### TEXT SEGMENT:

********************

December always naturally makes me think of Christmas, and Christmas makes me think of robins, and this colourful little bird seems to feature on almost every Christmas card I receive and no wonder – it is a bird we very much notice, and associate with, nature in December. There is no skulking in the undergrowth for the Robin and the bright red breast can be picked out from some distance as they sit on the tops of my hedges this month. Robins nest in the garden here, both in a purpose-made Robin box but also at the base of our hedges and sometimes under dense clumps of vegetation in the borders, especially the plant Pendulous Sedge where Dunnocks also sometimes raise their young.
Last year a pair of Robins nested on a small, well drained bank at the back of my house where I grow Lavender. This is an area I walk past several times a day and to avoid disturbing them I initially took a different route up to the vegetable garden, but soon forgot and found I was walking past the young birds with their gaping beaks on a regular basis. Neither young nor adults seemed to mind my presence – parents with food in their beaks simply waited in a nearby hawthorn until I had passed and carried on as usual. Five spotty young were successfully fledged in spite of my comings and goings.
Perhaps it is in part because of the Robin’s tolerance to humans that we love them so much – they take advantage of our generosity where food in our gardens is concerned and we in return think of them as our ‘special’ Robins because they are so friendly. Between themselves however, Robins, especially males, are very aggressive and as the New Year approaches I shall be watching out for males fighting quite violently over their territories around the garden here. With more young robins after last year’s successful nests I suspect the competition for nest sites will be fierce but hopefully, with many undisturbed spaces that are available to them, there will be room for all.
Of all the birds that visit my garden, and to date there have been 78 species in total, I am most fond of those that have subtle colouring. Sparrows, dunnocks, warblers and wrens are good examples of ‘little brown birds’ with plumage that to me at least, seems exquisite. I do like the more brightly coloured birds too – bullfinches are a good example of a species that I would describe as ‘gorgeous – ‘ but the LBJ’s fascinate me.

********************

### EXCERPTED RECORDS:

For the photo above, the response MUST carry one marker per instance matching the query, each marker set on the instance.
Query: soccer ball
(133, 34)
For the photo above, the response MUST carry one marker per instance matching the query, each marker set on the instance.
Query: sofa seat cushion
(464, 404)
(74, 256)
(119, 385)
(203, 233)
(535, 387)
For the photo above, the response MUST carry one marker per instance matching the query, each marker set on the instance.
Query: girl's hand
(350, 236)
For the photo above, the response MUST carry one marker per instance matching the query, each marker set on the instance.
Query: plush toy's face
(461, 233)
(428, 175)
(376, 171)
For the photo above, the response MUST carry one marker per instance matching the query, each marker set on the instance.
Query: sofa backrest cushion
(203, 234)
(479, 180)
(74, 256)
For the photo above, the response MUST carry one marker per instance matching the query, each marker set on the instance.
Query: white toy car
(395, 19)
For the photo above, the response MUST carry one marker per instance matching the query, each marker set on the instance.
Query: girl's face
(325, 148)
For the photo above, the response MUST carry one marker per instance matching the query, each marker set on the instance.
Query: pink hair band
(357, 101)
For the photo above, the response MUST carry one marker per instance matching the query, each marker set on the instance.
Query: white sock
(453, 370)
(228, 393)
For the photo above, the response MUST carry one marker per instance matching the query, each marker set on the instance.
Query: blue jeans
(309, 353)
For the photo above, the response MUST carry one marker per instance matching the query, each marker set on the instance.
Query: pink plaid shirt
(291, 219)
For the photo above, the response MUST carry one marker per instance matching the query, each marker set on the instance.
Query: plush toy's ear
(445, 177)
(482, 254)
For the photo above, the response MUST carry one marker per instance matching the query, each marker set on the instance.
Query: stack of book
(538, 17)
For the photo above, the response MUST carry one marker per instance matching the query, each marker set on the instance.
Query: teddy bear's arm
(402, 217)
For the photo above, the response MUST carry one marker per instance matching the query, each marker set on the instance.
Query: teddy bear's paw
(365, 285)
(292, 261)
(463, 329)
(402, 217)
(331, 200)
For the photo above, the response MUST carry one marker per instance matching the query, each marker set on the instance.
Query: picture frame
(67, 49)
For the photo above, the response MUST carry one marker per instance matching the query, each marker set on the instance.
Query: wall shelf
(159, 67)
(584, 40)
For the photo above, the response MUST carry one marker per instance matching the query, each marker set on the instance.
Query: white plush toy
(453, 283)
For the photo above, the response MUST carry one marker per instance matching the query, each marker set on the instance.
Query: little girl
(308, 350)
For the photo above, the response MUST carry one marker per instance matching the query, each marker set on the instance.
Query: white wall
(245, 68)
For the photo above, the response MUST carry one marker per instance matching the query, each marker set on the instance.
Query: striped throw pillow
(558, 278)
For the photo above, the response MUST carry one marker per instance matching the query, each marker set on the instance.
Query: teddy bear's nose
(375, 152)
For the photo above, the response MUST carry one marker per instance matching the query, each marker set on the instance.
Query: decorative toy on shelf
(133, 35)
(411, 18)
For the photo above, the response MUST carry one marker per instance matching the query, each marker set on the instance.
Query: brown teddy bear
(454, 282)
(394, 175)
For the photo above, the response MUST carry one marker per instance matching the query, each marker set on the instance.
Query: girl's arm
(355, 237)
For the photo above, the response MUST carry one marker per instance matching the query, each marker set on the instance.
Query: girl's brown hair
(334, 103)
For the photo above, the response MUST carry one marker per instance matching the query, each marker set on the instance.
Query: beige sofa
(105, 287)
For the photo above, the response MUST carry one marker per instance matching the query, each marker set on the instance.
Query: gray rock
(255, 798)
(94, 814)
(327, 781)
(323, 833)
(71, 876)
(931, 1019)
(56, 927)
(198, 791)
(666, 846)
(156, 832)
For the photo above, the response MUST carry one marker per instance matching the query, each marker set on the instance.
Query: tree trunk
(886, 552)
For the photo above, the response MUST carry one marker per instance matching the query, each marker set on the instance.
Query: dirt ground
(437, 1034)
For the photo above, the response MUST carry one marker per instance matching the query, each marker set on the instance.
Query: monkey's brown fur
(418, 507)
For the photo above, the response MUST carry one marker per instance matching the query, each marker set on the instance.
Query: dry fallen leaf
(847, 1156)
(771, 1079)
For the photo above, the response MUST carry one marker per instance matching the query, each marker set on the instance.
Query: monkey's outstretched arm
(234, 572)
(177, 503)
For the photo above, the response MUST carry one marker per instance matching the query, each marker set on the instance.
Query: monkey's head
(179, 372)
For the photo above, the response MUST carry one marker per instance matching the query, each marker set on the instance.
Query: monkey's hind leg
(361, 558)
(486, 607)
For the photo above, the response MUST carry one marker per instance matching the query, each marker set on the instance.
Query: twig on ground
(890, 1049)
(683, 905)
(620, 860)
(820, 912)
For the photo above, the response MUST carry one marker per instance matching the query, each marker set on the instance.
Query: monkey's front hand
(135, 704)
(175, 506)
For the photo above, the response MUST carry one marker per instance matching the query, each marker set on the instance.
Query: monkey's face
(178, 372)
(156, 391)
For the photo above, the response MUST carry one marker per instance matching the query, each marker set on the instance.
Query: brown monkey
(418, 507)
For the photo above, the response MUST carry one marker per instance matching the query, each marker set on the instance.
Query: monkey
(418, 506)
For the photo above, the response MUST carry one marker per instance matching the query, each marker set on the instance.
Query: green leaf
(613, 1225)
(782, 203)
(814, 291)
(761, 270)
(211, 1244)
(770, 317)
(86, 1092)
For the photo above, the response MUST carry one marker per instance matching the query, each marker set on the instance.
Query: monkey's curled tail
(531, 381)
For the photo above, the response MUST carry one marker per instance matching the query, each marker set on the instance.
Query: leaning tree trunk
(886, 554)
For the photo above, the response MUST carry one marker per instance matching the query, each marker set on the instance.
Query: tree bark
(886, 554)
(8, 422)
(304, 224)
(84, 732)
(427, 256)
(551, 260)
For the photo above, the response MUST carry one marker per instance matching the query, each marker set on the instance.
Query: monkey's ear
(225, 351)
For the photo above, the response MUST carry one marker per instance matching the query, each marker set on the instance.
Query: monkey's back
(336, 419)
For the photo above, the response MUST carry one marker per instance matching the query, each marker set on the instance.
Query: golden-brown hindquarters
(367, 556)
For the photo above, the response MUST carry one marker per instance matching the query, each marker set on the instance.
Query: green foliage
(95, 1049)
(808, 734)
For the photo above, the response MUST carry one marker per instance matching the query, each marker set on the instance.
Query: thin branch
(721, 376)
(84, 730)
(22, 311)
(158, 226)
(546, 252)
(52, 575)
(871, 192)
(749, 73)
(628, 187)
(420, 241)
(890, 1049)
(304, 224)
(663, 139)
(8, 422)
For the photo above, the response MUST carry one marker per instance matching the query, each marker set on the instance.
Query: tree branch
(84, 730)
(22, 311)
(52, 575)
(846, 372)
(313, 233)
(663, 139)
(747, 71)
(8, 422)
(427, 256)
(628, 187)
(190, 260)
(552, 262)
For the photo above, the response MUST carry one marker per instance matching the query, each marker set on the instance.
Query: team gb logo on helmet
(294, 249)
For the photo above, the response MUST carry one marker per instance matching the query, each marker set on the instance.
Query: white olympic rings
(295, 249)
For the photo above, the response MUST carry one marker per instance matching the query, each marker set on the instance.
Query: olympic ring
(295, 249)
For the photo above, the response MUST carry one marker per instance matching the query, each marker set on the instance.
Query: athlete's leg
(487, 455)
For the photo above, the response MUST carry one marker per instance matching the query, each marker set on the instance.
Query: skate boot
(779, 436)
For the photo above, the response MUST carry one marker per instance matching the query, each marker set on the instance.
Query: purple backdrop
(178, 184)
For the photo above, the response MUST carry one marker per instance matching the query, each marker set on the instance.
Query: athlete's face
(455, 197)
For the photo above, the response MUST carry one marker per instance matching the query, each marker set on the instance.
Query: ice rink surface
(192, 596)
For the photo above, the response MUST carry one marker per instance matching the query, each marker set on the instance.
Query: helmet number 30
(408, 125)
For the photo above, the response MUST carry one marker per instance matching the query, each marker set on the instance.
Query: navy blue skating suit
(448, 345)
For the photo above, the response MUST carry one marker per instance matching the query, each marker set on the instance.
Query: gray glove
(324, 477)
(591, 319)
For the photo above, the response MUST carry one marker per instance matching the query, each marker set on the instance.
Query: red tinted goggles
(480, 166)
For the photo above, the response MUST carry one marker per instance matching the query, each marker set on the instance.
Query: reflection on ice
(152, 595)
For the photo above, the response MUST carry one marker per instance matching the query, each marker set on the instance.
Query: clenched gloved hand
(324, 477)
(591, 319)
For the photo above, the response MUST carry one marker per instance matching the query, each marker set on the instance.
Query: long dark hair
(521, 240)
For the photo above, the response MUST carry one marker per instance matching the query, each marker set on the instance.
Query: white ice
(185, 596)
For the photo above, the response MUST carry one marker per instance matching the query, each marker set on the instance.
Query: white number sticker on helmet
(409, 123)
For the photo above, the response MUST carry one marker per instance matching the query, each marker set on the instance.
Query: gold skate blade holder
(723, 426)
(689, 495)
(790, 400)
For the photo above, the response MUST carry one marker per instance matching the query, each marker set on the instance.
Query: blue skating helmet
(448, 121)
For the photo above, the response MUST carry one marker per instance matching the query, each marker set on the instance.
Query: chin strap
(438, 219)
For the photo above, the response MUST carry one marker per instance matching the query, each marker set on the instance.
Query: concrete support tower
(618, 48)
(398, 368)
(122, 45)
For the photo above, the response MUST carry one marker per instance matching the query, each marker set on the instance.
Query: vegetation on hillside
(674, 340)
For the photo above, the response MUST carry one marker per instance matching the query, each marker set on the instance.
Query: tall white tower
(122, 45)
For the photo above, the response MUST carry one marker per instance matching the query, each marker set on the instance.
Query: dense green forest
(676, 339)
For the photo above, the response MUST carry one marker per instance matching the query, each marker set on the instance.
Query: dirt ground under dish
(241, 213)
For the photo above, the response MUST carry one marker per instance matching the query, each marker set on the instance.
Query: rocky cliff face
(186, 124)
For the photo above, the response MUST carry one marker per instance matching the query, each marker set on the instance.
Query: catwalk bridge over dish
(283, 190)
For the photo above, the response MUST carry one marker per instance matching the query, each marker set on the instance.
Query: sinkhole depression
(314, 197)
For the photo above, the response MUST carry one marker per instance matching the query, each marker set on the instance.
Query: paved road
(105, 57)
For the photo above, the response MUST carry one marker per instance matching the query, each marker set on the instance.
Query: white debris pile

********************

### EXERCISE GOAL:
Answer these from the passage on garden robins:
(a) How many young were fledged from the nest on the Lavender bank?
(b) Where did the parent birds wait with food until the writer had passed?
(c) How many bird species have visited the garden to date?
The material has no connection to the passage on garden robins.

### EXERCISE SOLUTION:
(a) Five
(b) In a nearby hawthorn
(c) 78